(Stored data)
◇ ◇ ◇

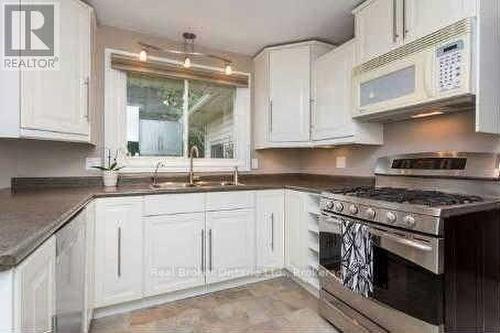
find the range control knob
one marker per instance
(329, 204)
(390, 217)
(409, 221)
(370, 213)
(353, 209)
(338, 207)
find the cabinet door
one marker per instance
(35, 290)
(119, 266)
(230, 244)
(423, 17)
(270, 226)
(332, 117)
(174, 253)
(378, 28)
(290, 71)
(56, 101)
(296, 232)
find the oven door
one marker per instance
(407, 268)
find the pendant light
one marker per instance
(143, 55)
(228, 70)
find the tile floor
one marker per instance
(276, 306)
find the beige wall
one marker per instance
(443, 133)
(29, 158)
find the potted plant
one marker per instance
(110, 170)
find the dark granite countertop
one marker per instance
(39, 207)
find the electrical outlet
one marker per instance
(255, 163)
(92, 161)
(341, 162)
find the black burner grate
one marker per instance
(414, 197)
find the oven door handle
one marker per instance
(413, 244)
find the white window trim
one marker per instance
(115, 126)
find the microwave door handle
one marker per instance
(413, 244)
(428, 74)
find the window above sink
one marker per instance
(152, 118)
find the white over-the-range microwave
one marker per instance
(432, 75)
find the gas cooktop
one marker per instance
(408, 196)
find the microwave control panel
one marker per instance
(450, 61)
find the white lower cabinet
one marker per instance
(230, 244)
(119, 251)
(296, 232)
(270, 228)
(174, 253)
(34, 291)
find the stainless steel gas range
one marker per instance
(393, 256)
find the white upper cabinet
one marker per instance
(270, 226)
(378, 27)
(382, 25)
(118, 248)
(332, 107)
(174, 253)
(283, 78)
(54, 104)
(423, 17)
(230, 244)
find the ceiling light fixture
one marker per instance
(428, 114)
(188, 52)
(143, 55)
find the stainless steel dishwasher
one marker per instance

◇ ◇ ◇

**Challenge:** Resize the data from the line with "find the electrical outlet" through the end of the data. Write those lines out again, requests included, and multiply every coordinate in the answers by 1.5, rounding each to a whole number with halves rounded up.

**Answer to this exercise:**
find the electrical outlet
one marker per instance
(383, 245)
(138, 242)
(512, 243)
find the black burner grate
one marker per instance
(621, 296)
find the oven door handle
one marker per instance
(620, 366)
find the white window trim
one marker per instance
(173, 189)
find the microwave door handle
one marker per instance
(620, 366)
(642, 111)
find the window above sink
one marker per instance
(228, 177)
find the white over-the-range microwave
one marker per instance
(648, 113)
find the gas cooktop
one marker per instance
(612, 294)
find the microwave control panel
one marker per instance
(675, 92)
find the white lower cabinet
one marker per instance
(345, 366)
(179, 377)
(444, 348)
(405, 342)
(261, 380)
(51, 437)
find the stainless steel gas range
one marker per instance
(590, 384)
find the white upper cabinet
one marker per instance
(405, 339)
(567, 41)
(573, 38)
(177, 372)
(498, 161)
(261, 380)
(425, 117)
(81, 156)
(635, 26)
(345, 366)
find the ceiling light fixture
one marker per instance
(642, 171)
(282, 78)
(215, 83)
find the stainless steel dishwasher
one marker per instance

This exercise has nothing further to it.